= What to do =
Reproduce the records below word for word, without the pictures.

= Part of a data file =
>> BEGIN
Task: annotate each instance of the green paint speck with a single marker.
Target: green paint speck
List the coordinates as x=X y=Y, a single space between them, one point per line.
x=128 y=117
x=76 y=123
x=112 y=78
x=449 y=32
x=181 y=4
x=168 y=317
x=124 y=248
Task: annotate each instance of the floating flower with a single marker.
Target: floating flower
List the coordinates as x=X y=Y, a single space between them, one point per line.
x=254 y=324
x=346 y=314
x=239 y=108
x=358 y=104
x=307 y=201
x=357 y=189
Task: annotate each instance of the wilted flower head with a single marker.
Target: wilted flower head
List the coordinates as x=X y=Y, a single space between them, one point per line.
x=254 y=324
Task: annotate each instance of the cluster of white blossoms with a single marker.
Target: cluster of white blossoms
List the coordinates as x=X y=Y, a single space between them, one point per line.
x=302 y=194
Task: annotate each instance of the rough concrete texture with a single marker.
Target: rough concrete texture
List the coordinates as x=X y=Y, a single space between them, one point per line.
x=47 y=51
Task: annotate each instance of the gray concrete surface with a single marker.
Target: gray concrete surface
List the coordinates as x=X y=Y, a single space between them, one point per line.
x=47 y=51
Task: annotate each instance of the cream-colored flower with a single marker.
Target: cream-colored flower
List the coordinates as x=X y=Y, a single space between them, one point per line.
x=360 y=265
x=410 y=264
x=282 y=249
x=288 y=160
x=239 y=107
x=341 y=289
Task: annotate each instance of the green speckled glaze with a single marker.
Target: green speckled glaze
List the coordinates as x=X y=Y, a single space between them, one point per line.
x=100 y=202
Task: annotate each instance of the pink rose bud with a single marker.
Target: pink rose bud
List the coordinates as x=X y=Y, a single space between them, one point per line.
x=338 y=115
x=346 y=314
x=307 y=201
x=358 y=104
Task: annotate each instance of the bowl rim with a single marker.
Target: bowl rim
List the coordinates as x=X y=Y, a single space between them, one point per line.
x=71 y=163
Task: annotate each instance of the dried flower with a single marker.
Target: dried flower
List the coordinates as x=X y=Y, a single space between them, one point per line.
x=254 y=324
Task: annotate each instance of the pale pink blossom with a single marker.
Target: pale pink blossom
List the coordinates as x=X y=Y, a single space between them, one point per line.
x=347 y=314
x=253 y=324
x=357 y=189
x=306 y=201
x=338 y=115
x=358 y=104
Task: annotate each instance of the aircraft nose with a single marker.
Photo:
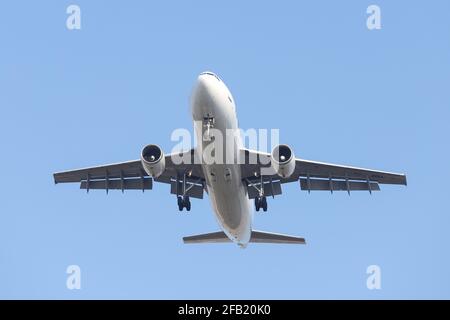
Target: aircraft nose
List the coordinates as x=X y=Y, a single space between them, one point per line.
x=204 y=95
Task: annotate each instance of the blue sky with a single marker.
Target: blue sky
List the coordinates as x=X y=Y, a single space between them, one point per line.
x=338 y=92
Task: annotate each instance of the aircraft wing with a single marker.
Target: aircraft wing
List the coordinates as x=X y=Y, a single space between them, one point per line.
x=130 y=175
x=314 y=175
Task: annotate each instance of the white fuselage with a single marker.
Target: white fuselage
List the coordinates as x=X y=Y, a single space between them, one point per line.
x=213 y=103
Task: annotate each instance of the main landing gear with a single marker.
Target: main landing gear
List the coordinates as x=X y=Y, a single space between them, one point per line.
x=182 y=192
x=261 y=202
x=184 y=202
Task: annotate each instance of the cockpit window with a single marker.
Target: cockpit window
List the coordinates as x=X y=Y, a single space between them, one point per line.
x=211 y=74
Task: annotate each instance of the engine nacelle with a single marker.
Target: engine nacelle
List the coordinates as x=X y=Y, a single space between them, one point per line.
x=283 y=160
x=153 y=160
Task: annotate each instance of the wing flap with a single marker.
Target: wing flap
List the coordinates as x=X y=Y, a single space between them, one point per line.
x=337 y=185
x=125 y=184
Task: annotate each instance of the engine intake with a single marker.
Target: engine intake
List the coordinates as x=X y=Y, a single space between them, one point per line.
x=153 y=160
x=283 y=160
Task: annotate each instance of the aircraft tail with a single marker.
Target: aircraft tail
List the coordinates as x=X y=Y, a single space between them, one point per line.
x=256 y=237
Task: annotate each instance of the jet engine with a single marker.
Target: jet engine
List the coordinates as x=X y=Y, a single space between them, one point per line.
x=153 y=160
x=283 y=160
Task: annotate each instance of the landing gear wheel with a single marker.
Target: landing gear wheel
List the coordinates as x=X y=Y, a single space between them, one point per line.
x=180 y=203
x=186 y=203
x=264 y=204
x=257 y=203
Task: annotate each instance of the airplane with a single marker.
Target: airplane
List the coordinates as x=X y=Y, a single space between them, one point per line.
x=231 y=186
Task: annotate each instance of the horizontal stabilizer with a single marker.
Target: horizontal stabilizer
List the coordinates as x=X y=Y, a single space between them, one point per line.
x=269 y=237
x=213 y=237
x=256 y=237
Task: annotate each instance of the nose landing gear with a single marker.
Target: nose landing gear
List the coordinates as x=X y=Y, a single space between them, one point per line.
x=184 y=202
x=261 y=202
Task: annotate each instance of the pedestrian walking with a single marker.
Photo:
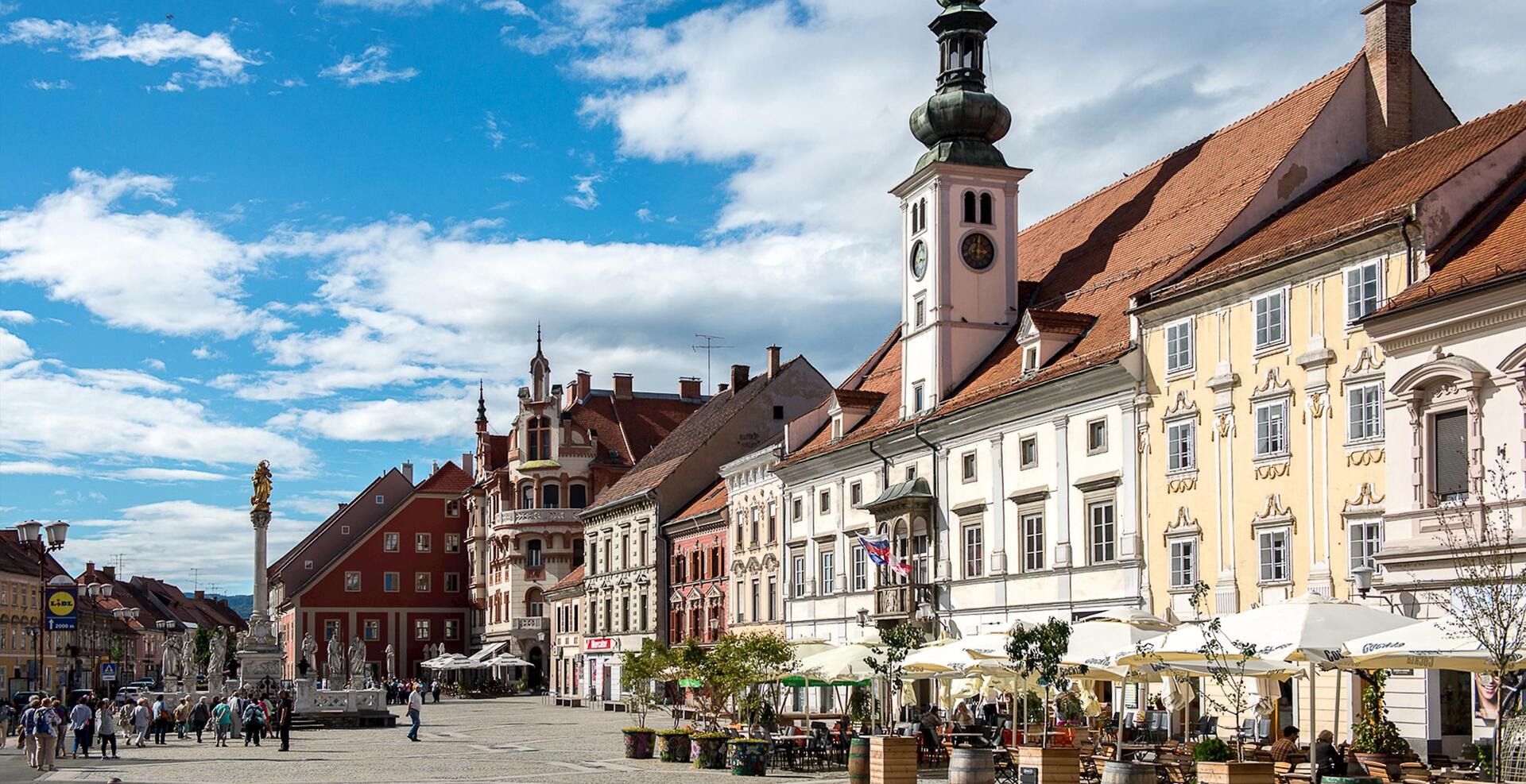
>> END
= Written response =
Task: annotate each instance of the green paint speck with a single marker.
Target: green paint speck
List the coordinates as x=X y=Y, a single space between them, one point per line.
x=128 y=117
x=76 y=123
x=112 y=78
x=449 y=32
x=181 y=4
x=168 y=317
x=124 y=248
Task: annotate each instance of the floating flower with a single marker.
Target: floating flower
List the coordinates as x=X y=Y, a single space between them, one point per line.
x=254 y=324
x=346 y=314
x=239 y=108
x=358 y=104
x=307 y=201
x=357 y=189
Task: annotate each instance of the wilted flower head with a single marker.
Target: wilted flower head
List the coordinates as x=X y=Y, a single space between them, one point per line.
x=254 y=324
Task: annotate each instance of the cluster of white blossoms with a single marker.
Target: cluster of white blossoms
List the coordinates as x=X y=Y, a single space between them, one point per line.
x=302 y=194
Task: annotate each instance of the rough concrete texture with a single marker.
Target: rough concrete texture
List the coordinates as x=X y=Y, a single space between them, one point per line.
x=47 y=51
Task: annotate each instance of the gray concrete surface with a single marker.
Target: gray concrete surface
List the coordinates as x=X y=Y, a single space between them, one point per line.
x=47 y=51
Task: annotate each instance of the cream-colored flower with a single marker.
Target: cream-colored flower
List the coordinates as x=X y=Y, a single space between them, one point per line.
x=360 y=265
x=410 y=264
x=282 y=249
x=288 y=160
x=239 y=107
x=341 y=289
Task: annotate each instance of the green speckled glaze with a single marker.
Target: green speckled glaze
List the coordinates as x=X y=Y, a single space between them, one point per line.
x=100 y=202
Task: annotate each instance of the pink rose bud with a single marker.
Target: pink rose bud
List the coordinates as x=X y=Y, a single space between them, one point per line.
x=338 y=115
x=346 y=314
x=307 y=201
x=358 y=104
Task: annotate each instance of the bowl rim with a single marker.
Target: bowl rim
List the coordinates as x=X y=Y, a single space between them, one point per line.
x=71 y=163
Task: annotate each instance of the dried flower with a single marker.
Target: dried flower
List the coordinates as x=X y=Y, a single space between them, one point per line.
x=254 y=324
Task: annotate each instance of the pale pink blossom with a single marker.
Target: pale pink blossom
List the coordinates as x=X y=Y, a single space between them, one point per line.
x=347 y=314
x=253 y=324
x=357 y=189
x=306 y=201
x=338 y=115
x=358 y=104
Task: annotate each instance of the aircraft nose with a single marker.
Photo:
Target: aircraft nose
List the coordinates as x=X y=Y, a single space between them, one point per line.
x=204 y=95
Task: annotate each instance of the blue sky with a single marker.
Target: blue sky
List the coordinates as x=X y=Y, a single space between them, one point per line.
x=338 y=92
Task: annotate each instance of the aircraft wing with a single marker.
Target: aircraft wing
List the coordinates as x=X y=Y, a single space between them, one point per line.
x=130 y=175
x=314 y=175
Task: annotate each instance of the white fuselage with a single marker.
Target: white fuselage
List the coordinates as x=X y=Y, a single space between them, one point per line.
x=213 y=103
Task: annotate each instance of the main landing gear with a single marker.
Target: main landing gear
List the coordinates as x=X y=Y, a single space between them, one point per line.
x=182 y=192
x=261 y=202
x=184 y=202
Task: annotate each instance of the cockpit window with a single marker.
Target: cockpit window
List the coordinates as x=X y=Y, a single space between them, one point per line.
x=211 y=74
Task: annotate each instance of the engine nacelle with a single marker.
Target: engine nacelle
List the coordinates as x=X y=Y, a single space between them, one point per line.
x=283 y=160
x=153 y=160
Task: annotate each instance of the wing flap with a single marker.
Target: wing flap
List the coordinates as x=X y=Y, a single space between them, one point per line.
x=337 y=185
x=125 y=184
Task: annotate each instance of the engine intake with a single marker.
Target: engine intake
List the coordinates as x=X y=Y, a single space between them, one point per line.
x=153 y=160
x=283 y=160
Task: annotate each instance of the aircraft tail with a single marker.
Target: aircraft tail
List the coordinates as x=X y=Y, a single space between them, one point per line.
x=256 y=237
Task: annotate each instance of the jet engine with a single marker.
Target: jet engine
List the coordinates as x=X y=Y, a single space between them, one point per line.
x=153 y=160
x=283 y=160
Task: annotate each instance of the landing gear wheel with a single marker.
Target: landing gear wheel
List the coordinates as x=X y=Y, a single space between them, one point per line.
x=180 y=203
x=186 y=203
x=264 y=204
x=257 y=203
Task: annotate each instance of the airplane with a single marker.
Target: airplane
List the coordinates as x=X y=Y, a single space between them, one point per line.
x=231 y=186
Task: annotate each instance of the horizontal stabilizer with a single marker.
Target: horizontal stabilizer
List the coordinates as x=X y=Y, a single space between them, one point per line.
x=269 y=237
x=213 y=237
x=256 y=237
Task: annotate each instance of the nose landing gear with a single marker.
Target: nose landing gear
List the coordinates as x=X y=Y, a single space between them, one point per line.
x=184 y=202
x=261 y=202
Task: annotate each instance of the pedestrian walking with a single marker.
Photo:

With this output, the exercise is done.